RECORDED INFORMATION Block Start
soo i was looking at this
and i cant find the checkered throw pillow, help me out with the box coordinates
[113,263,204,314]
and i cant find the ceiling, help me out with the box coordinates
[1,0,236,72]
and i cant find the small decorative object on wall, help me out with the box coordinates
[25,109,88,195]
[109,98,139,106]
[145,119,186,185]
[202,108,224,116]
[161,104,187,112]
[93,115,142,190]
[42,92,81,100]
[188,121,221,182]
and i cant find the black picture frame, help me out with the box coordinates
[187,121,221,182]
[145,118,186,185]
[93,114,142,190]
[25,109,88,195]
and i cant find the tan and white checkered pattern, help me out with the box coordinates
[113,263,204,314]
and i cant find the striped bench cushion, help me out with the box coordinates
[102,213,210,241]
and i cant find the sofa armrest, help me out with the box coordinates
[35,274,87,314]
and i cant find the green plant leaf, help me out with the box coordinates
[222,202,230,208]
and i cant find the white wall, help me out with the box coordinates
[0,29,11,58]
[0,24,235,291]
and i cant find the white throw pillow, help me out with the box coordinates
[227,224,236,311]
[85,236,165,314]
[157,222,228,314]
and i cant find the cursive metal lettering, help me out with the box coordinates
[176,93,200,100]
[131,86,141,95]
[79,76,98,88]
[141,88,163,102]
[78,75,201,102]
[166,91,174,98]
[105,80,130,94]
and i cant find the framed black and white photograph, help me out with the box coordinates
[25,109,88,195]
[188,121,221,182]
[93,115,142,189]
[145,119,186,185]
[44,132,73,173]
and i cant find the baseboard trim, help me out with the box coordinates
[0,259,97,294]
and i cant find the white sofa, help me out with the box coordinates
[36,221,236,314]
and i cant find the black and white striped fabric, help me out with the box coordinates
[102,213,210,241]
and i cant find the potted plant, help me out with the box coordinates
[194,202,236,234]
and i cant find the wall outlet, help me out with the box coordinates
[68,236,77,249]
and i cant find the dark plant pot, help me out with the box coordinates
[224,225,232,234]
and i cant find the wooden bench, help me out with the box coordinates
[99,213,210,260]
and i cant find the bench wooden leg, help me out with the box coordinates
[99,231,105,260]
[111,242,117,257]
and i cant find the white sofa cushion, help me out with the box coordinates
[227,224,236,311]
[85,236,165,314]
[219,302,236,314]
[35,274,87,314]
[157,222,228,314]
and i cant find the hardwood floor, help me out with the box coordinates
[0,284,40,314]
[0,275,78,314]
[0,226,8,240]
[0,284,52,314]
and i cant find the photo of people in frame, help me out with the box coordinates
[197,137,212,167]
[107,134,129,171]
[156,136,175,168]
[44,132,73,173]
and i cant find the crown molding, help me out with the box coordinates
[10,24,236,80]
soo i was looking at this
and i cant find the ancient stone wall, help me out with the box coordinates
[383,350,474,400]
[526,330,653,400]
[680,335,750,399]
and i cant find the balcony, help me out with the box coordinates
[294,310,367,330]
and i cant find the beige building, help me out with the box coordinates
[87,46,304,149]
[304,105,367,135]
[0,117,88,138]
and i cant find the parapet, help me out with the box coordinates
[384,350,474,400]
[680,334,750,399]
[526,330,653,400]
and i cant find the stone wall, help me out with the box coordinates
RECORDED INFORMATION Block End
TASK ITEM: An exact copy of every record is needed.

RESPONSE AREA:
soo i was looking at this
and i cant find the checkered throw pillow, help me out with the box coordinates
[113,263,204,314]
and i cant find the ceiling, help me out with the box coordinates
[1,0,236,72]
and i cant find the small decorative object on wall, help me out with the box coordinates
[25,109,88,195]
[109,98,139,106]
[145,119,186,185]
[202,108,224,116]
[161,104,187,112]
[93,115,142,190]
[42,92,81,100]
[188,121,221,182]
and i cant find the black picture frame, help me out with the box coordinates
[187,121,221,182]
[145,118,186,185]
[93,114,142,190]
[25,109,88,195]
and i cant find the tan and white checkered pattern, help me out with the box coordinates
[113,263,204,314]
and i cant find the striped bench cushion, help me out with the box coordinates
[102,213,210,241]
and i cant find the sofa armrest, help me out with the box coordinates
[35,274,87,314]
and i cant find the green plant leaf, help me out with the box coordinates
[222,202,230,208]
and i cant find the white wall, help me out with the box coordinates
[0,29,11,58]
[0,24,235,291]
and i cant find the white throw pillow, help me out with the box coordinates
[227,224,236,311]
[85,236,165,314]
[157,222,228,314]
and i cant find the cursive metal lettering, help me out with the box coordinates
[176,93,200,100]
[131,86,141,95]
[79,76,98,88]
[141,88,163,102]
[78,75,201,102]
[166,91,174,98]
[105,80,130,94]
and i cant find the framed black and white photograph, help me out with the box coordinates
[25,109,88,195]
[188,121,221,182]
[93,115,142,189]
[145,119,186,185]
[44,132,73,173]
and i cant find the baseboard trim, help me out with the box coordinates
[0,259,97,294]
and i cant find the white sofa, help me out with the box coordinates
[36,221,236,314]
and i cant find the black and white striped fabric, help me out with the box coordinates
[102,213,210,241]
and i cant find the potted plant, help me out with the box coordinates
[194,202,236,234]
and i cant find the wall outlet, help me out with the box coordinates
[68,236,77,249]
and i cant find the dark plant pot, help me out with the box coordinates
[224,225,232,234]
and i cant find the wooden bench, help me out with the box coordinates
[99,213,210,260]
and i cant find the bench wooden leg, help me out with the box coordinates
[99,231,105,260]
[111,242,117,257]
and i cant find the white sofa cushion, help me out with the box coordinates
[227,224,236,311]
[85,236,165,314]
[219,302,236,314]
[35,274,87,314]
[157,222,228,314]
and i cant find the hardwood floor, help me out with the box coordinates
[0,284,40,314]
[0,275,78,314]
[0,226,8,240]
[0,284,52,314]
and i cant find the photo of people in frame, help me out with the box coordinates
[197,137,212,167]
[107,134,129,171]
[156,136,175,168]
[44,132,73,173]
and i cant find the crown molding, help me out with the box coordinates
[10,24,236,80]
soo i was looking at this
and i cant find the ancient stone wall, help me out with the box coordinates
[383,350,474,400]
[526,330,653,400]
[680,335,750,399]
and i cant find the balcony, help me out with the box coordinates
[294,310,367,330]
and i cant find the beige building, help me out with the box coordinates
[87,46,304,149]
[304,105,367,135]
[0,117,88,138]
and i cant find the parapet, help me out with the box coordinates
[384,350,474,400]
[680,334,750,399]
[526,330,653,400]
and i cant find the stone wall, help me out with the box coordinates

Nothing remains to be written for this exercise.